▶ **Work instruction**
Please extract, word for word, every line from the start of the items through the line containing "237L593 177L539 223L450", including both. Leave the pictures out of your answer.

▶ **Data extract**
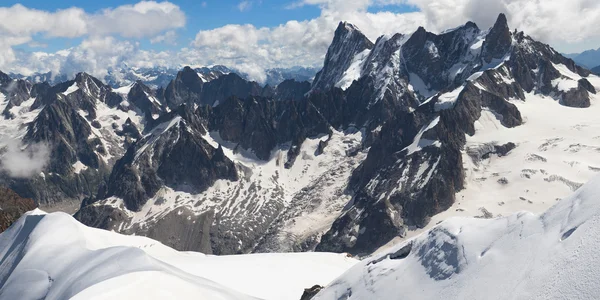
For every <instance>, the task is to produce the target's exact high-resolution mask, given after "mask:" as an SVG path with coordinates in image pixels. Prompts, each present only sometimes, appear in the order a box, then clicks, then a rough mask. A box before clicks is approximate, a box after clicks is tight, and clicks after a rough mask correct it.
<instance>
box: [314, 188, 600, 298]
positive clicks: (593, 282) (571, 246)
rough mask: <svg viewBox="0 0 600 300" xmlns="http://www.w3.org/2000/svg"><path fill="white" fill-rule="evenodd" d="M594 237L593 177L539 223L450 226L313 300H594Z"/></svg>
mask: <svg viewBox="0 0 600 300" xmlns="http://www.w3.org/2000/svg"><path fill="white" fill-rule="evenodd" d="M503 198H504V197H502V196H498V197H497V198H496V200H498V201H500V200H502V199H503ZM549 201H552V199H549ZM599 236H600V177H595V178H594V179H593V180H591V181H590V182H589V183H588V184H586V185H585V186H583V187H582V188H581V189H579V190H578V191H577V192H576V193H575V194H574V195H572V196H570V197H568V198H566V199H564V200H561V201H560V202H558V203H557V204H556V205H555V206H554V207H552V208H550V209H549V210H548V211H547V212H545V213H543V214H541V215H535V214H533V213H527V212H522V213H517V214H511V215H510V216H506V217H501V218H497V219H471V218H451V219H449V220H447V221H445V222H443V223H442V224H440V225H438V226H436V227H434V228H433V229H431V230H429V231H427V232H425V233H423V234H421V235H419V236H417V237H415V238H414V239H412V240H411V241H407V242H405V243H403V244H399V245H397V246H394V247H392V248H390V249H387V250H386V251H384V252H383V253H381V254H379V255H376V256H374V257H372V258H369V259H366V260H364V261H362V262H361V263H359V264H357V265H356V266H354V267H353V268H352V269H350V270H349V271H348V272H346V273H345V274H344V275H342V276H341V277H340V278H338V279H337V280H335V281H334V282H333V283H331V285H330V286H329V287H327V288H326V289H325V290H323V291H322V292H321V293H319V294H318V295H317V297H315V298H314V300H338V299H344V300H359V299H361V300H362V299H378V300H387V299H600V284H598V281H599V280H600V271H599V270H600V260H599V259H598V255H599V254H600V238H599Z"/></svg>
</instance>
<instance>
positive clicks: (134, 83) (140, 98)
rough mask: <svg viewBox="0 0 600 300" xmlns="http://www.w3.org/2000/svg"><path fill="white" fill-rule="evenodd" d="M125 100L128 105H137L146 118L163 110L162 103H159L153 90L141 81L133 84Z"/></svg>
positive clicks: (138, 81) (163, 110)
mask: <svg viewBox="0 0 600 300" xmlns="http://www.w3.org/2000/svg"><path fill="white" fill-rule="evenodd" d="M127 101H128V102H129V103H130V105H134V106H135V107H137V108H138V109H139V110H140V111H141V112H142V113H143V114H144V117H145V118H146V119H148V118H152V115H154V114H160V113H162V112H163V111H164V109H163V104H162V103H160V101H159V100H158V98H157V97H156V94H155V92H154V91H153V90H152V89H150V88H149V87H147V86H146V85H145V84H144V83H142V82H141V81H137V82H136V83H134V84H133V86H132V87H131V90H129V94H127Z"/></svg>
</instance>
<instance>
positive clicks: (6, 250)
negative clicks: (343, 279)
mask: <svg viewBox="0 0 600 300" xmlns="http://www.w3.org/2000/svg"><path fill="white" fill-rule="evenodd" d="M356 262H357V261H356V260H354V259H352V258H347V257H346V256H345V255H343V254H330V253H300V254H255V255H239V256H221V257H217V256H207V255H203V254H200V253H193V252H178V251H175V250H173V249H171V248H169V247H166V246H164V245H162V244H161V243H159V242H157V241H154V240H152V239H148V238H144V237H136V236H124V235H120V234H117V233H114V232H109V231H104V230H99V229H94V228H89V227H86V226H84V225H82V224H81V223H79V222H77V221H76V220H75V219H73V218H72V217H71V216H69V215H67V214H64V213H52V214H45V213H43V212H42V211H40V210H36V211H33V212H30V213H28V214H26V215H25V216H23V217H22V218H21V219H19V221H18V222H17V223H15V224H14V225H13V226H12V227H11V228H10V229H9V230H7V231H6V232H4V233H2V234H1V235H0V287H1V289H0V299H47V300H51V299H70V298H72V299H207V300H226V299H227V300H229V299H236V300H237V299H265V300H266V299H269V300H286V299H294V300H297V299H300V296H301V295H302V293H303V291H304V288H308V287H311V286H313V285H315V284H321V285H326V284H327V283H329V282H331V281H332V280H333V279H335V277H337V276H339V275H340V274H341V273H342V272H344V271H346V270H347V269H348V268H350V267H351V266H352V265H354V264H355V263H356Z"/></svg>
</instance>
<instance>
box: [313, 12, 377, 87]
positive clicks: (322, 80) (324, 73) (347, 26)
mask: <svg viewBox="0 0 600 300" xmlns="http://www.w3.org/2000/svg"><path fill="white" fill-rule="evenodd" d="M371 48H373V43H372V42H371V41H369V39H368V38H367V37H366V36H365V35H364V34H363V33H362V32H360V30H359V29H358V28H356V26H354V25H352V24H350V23H346V22H340V24H339V25H338V27H337V29H336V30H335V36H334V38H333V42H332V43H331V46H329V50H328V51H327V56H326V57H325V64H324V65H323V69H322V70H321V71H319V72H318V73H317V75H316V76H315V80H314V82H313V90H329V89H331V88H333V87H336V86H338V84H339V82H340V81H341V80H342V79H343V78H344V75H348V76H352V74H345V73H346V71H347V70H348V69H349V68H350V66H351V65H352V63H353V62H354V61H355V60H356V59H357V56H360V55H361V54H364V53H365V51H369V50H370V49H371ZM351 82H352V81H350V83H351Z"/></svg>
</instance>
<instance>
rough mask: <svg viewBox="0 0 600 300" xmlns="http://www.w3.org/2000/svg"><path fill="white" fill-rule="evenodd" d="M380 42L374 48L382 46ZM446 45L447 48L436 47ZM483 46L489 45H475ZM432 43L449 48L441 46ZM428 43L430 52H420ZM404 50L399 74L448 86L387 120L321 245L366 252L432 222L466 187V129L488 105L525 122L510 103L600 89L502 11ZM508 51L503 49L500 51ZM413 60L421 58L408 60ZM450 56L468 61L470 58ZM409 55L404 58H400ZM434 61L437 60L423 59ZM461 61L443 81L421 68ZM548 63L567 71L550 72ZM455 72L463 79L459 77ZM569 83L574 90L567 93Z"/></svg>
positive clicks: (587, 97) (489, 109) (412, 44)
mask: <svg viewBox="0 0 600 300" xmlns="http://www.w3.org/2000/svg"><path fill="white" fill-rule="evenodd" d="M507 34H508V37H507ZM507 39H508V40H510V42H509V41H508V40H507ZM453 41H454V42H453ZM465 41H466V42H465ZM486 41H487V43H486ZM378 43H379V42H378ZM378 43H376V44H375V47H374V50H372V53H375V52H377V49H378ZM441 43H450V44H446V46H444V47H438V46H436V44H437V45H441ZM452 43H454V44H452ZM478 44H482V46H481V47H479V48H477V47H478V46H477V45H478ZM450 45H454V46H452V47H450ZM434 47H435V48H436V49H440V48H441V49H444V50H435V51H434V50H432V49H433V48H434ZM422 48H425V49H428V50H427V51H421V50H419V49H422ZM456 49H462V51H461V50H458V51H456ZM446 50H453V51H455V52H454V53H453V54H452V53H451V54H448V55H449V56H448V57H446V58H445V59H443V60H440V61H439V63H440V64H438V65H436V62H437V60H436V59H435V56H436V55H437V56H440V57H443V56H444V55H446V54H444V53H443V51H446ZM474 50H475V51H474ZM398 51H399V53H400V55H399V58H398V59H399V60H400V63H397V65H398V66H402V67H401V68H400V70H398V71H393V72H398V74H399V76H400V78H402V77H404V82H406V83H410V85H412V84H413V83H414V82H415V81H414V80H410V79H411V78H410V77H411V76H412V75H410V74H413V72H414V74H417V75H418V76H419V77H420V80H419V82H420V81H421V80H423V79H425V80H426V82H427V83H428V84H429V85H426V87H428V88H433V89H434V90H440V91H442V92H438V93H437V94H436V95H434V96H433V97H431V98H430V99H428V100H427V101H424V102H422V103H421V104H420V105H419V106H418V107H417V108H415V109H414V110H413V111H412V112H408V113H405V114H397V113H396V115H395V118H390V119H388V120H389V121H387V122H386V123H385V124H384V125H383V127H382V129H381V132H380V133H379V137H377V138H376V139H375V141H374V144H373V146H372V147H371V148H370V150H369V155H368V156H367V158H366V160H365V161H364V162H363V163H362V165H361V166H360V167H359V168H357V170H355V172H354V174H353V177H352V180H351V181H350V188H351V189H353V191H354V199H353V202H352V206H351V207H350V208H349V209H348V210H347V211H345V212H344V213H343V214H342V215H341V216H340V218H338V219H337V220H336V222H335V223H334V224H333V226H332V228H331V229H330V230H329V232H328V233H327V234H326V235H325V236H324V237H323V239H322V240H321V243H320V244H319V245H318V246H317V249H318V250H324V251H347V252H351V253H356V254H367V253H370V252H371V251H373V250H374V249H376V248H377V247H378V246H381V245H383V244H384V243H385V242H386V241H389V240H390V239H391V238H393V237H395V236H398V235H400V236H402V235H403V234H404V232H405V231H406V230H407V228H408V227H411V226H415V227H423V226H425V225H426V224H427V223H428V222H429V217H430V216H432V215H435V214H436V213H439V212H441V211H444V210H446V209H447V208H448V207H450V205H451V204H453V203H454V201H455V193H456V192H457V191H459V190H460V189H462V188H463V185H464V174H463V172H462V155H461V152H460V151H461V150H462V149H463V147H464V144H465V135H473V134H475V127H474V123H475V121H476V120H478V119H479V117H480V115H481V112H482V108H486V109H488V110H491V111H493V112H494V114H495V115H496V116H497V118H498V120H499V121H500V122H501V123H502V125H504V126H505V127H515V126H519V125H521V124H522V118H521V114H520V112H519V110H518V109H517V108H516V106H515V105H514V104H512V103H510V102H509V101H507V100H508V99H523V100H524V99H525V96H524V94H525V93H530V92H539V93H544V94H547V95H549V96H554V97H555V99H557V100H558V101H560V102H561V103H562V104H564V105H570V106H584V105H579V104H581V101H579V100H575V99H576V98H578V97H581V98H582V99H584V100H585V99H587V101H589V99H590V94H589V93H593V91H588V90H587V89H585V90H584V91H582V92H581V93H574V92H573V91H576V90H578V89H579V86H580V84H579V82H578V80H579V79H580V78H581V77H585V76H586V75H587V74H586V71H585V70H582V69H580V68H579V67H577V66H575V64H574V63H573V62H572V61H570V60H568V59H566V58H564V57H562V56H561V55H560V54H558V53H557V52H555V51H554V50H553V49H551V48H550V47H548V46H547V45H543V44H541V43H539V42H536V41H533V40H532V39H531V38H529V37H526V36H524V34H523V33H514V34H511V33H510V32H509V31H508V28H507V27H506V18H505V17H504V15H500V16H499V17H498V20H497V22H496V24H495V25H494V27H493V28H492V29H491V30H490V32H489V33H487V35H485V33H481V32H480V31H479V29H477V27H476V26H475V25H474V24H472V23H467V24H466V25H465V26H463V27H460V28H458V29H456V30H454V31H452V32H447V33H443V34H442V35H440V36H436V35H434V34H431V33H427V32H425V31H424V29H422V28H420V29H418V30H417V32H416V33H415V34H413V35H412V36H411V38H410V39H408V40H407V41H406V42H405V43H404V44H402V45H400V48H399V50H398ZM405 51H406V52H405ZM502 51H505V53H503V54H502V55H501V52H502ZM440 52H442V53H440ZM419 53H422V54H419ZM436 53H437V54H436ZM406 57H412V58H418V57H420V59H417V60H415V59H413V60H412V62H410V63H409V62H408V61H409V59H407V58H406ZM430 57H431V58H430ZM452 57H462V58H466V57H471V59H470V61H469V63H467V64H464V63H463V62H460V61H461V60H457V59H453V58H452ZM500 58H502V59H500ZM403 59H407V62H406V63H403ZM427 59H430V63H422V62H423V61H427ZM445 62H454V65H452V64H443V63H445ZM411 64H412V65H413V66H412V67H411ZM457 64H458V65H461V66H463V67H464V66H467V67H466V68H463V67H461V69H460V71H459V72H457V75H456V77H454V79H452V80H451V77H447V79H446V80H445V81H443V80H442V81H440V80H439V76H438V78H436V80H429V77H428V76H427V74H420V73H418V70H417V68H418V69H421V70H423V69H427V68H425V66H428V67H429V66H431V67H432V68H434V69H435V68H438V69H437V71H436V72H434V73H431V75H433V74H440V73H441V74H447V73H448V72H450V70H454V69H456V65H457ZM366 65H367V66H368V61H367V64H366ZM440 67H441V68H440ZM544 67H546V68H548V69H550V70H556V68H558V69H560V71H558V70H556V72H554V71H553V72H544ZM404 70H406V71H404ZM412 70H414V71H412ZM407 71H408V73H409V74H408V76H407V74H406V72H407ZM403 73H404V74H403ZM419 74H420V75H419ZM565 74H566V75H565ZM363 76H372V75H370V73H366V74H365V75H363ZM534 76H535V77H534ZM442 78H443V77H442ZM457 78H464V79H466V80H464V81H462V82H461V81H460V80H459V79H457ZM362 80H363V79H362V78H361V79H360V80H359V81H357V82H355V83H354V84H353V85H352V86H351V87H350V88H349V89H348V91H351V90H353V86H355V85H358V84H360V83H361V81H362ZM397 82H399V83H402V82H403V80H399V81H397ZM406 85H408V84H406ZM571 85H573V86H574V88H571V89H567V92H564V93H561V92H560V89H566V88H565V86H567V87H569V86H571ZM581 85H584V84H583V83H582V84H581ZM360 90H362V91H364V89H360ZM405 90H409V89H408V88H407V89H405ZM590 90H591V89H590ZM387 91H389V89H388V90H387ZM399 91H402V89H399ZM404 93H405V94H406V93H407V92H404ZM375 100H376V99H375ZM387 130H391V132H392V134H389V133H387Z"/></svg>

▶ **Result**
For every <instance>, the task is to produce the target's exact high-resolution mask, given after "mask:" as an SVG path with coordinates in image pixels. Prompts, each present only sometimes, appear in the order a box, then clicks, then a rough mask. A box before clicks is approximate, a box after clicks is tight, and clicks after a rough mask correct it.
<instance>
box: [314, 188, 600, 298]
positive clicks: (593, 282) (571, 246)
rough mask: <svg viewBox="0 0 600 300" xmlns="http://www.w3.org/2000/svg"><path fill="white" fill-rule="evenodd" d="M594 237L593 177L539 223L450 226L313 300H594Z"/></svg>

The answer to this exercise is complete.